WORK REQUIRED: Can you transcribe every record below exactly as it appears?

Dataset entries:
····················

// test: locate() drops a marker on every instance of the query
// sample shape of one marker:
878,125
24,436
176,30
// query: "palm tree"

····················

OUTPUT OF THE TASK:
// test: locate() drops a marker on every instance of the query
// sample shape of one marker:
878,125
24,436
176,30
// query: "palm tree"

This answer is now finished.